Défi:
Restitue mot pour mot le passage de l'hommage ci-dessous qui commence par « Je te fais la » et se poursuit jusqu'à « sûrement se rejoindre. ».

Extrait:
══════════

Je te fais la promesse de bien prendre soin de ta belle. Moi et les autres de la famille, bien entendu. Tu sais à quel point j’aime les gens vrais. Tu en étais un. On savait toujours à quoi s’attendre avec toi. L’heure exacte, pile. Si l’amour déclarait présent, l’humour entre nous n’a jamais cédé sa place. On pourrait faire un livre de toutes les blagues échangées, de toutes nos aventures que l’on se racontait. Et que dire des jeux au Jour de l’An. Hé merde, voilà que les écluses viennent de s’ouvrir à nouveau. Surtout ne ris pas de là-haut, n’oublie pas qu’un jour, on va sûrement se rejoindre.

══════════

Données:
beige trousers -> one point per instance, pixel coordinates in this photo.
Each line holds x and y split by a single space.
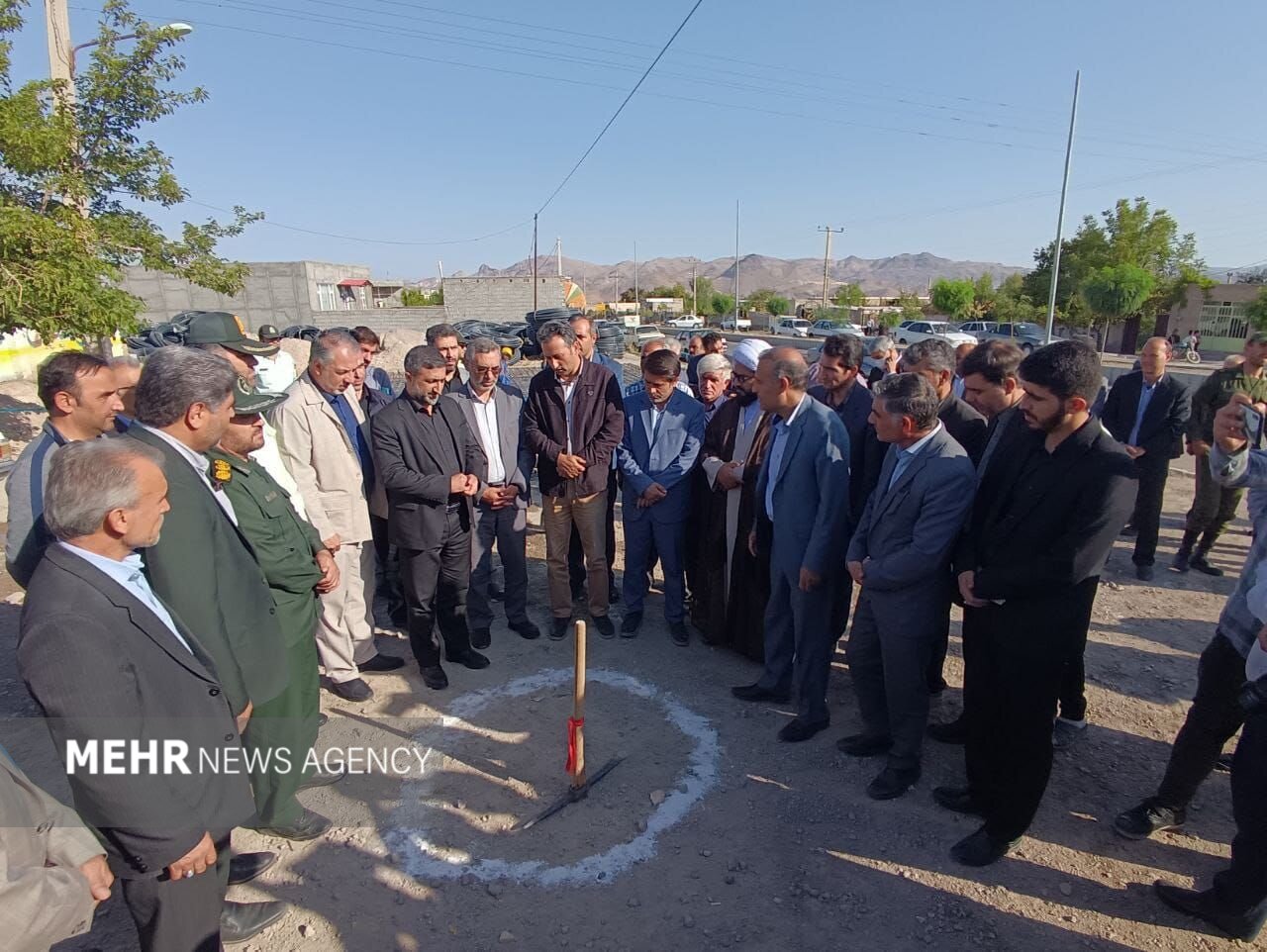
589 515
344 628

══════════

Réponse:
Je te fais la promesse de bien prendre soin de ta belle. Moi et les autres de la famille, bien entendu. Tu sais à quel point j’aime les gens vrais. Tu en étais un. On savait toujours à quoi s’attendre avec toi. L’heure exacte, pile. Si l’amour déclarait présent, l’humour entre nous n’a jamais cédé sa place. On pourrait faire un livre de toutes les blagues échangées, de toutes nos aventures que l’on se racontait. Et que dire des jeux au Jour de l’An. Hé merde, voilà que les écluses viennent de s’ouvrir à nouveau. Surtout ne ris pas de là-haut, n’oublie pas qu’un jour, on va sûrement se rejoindre.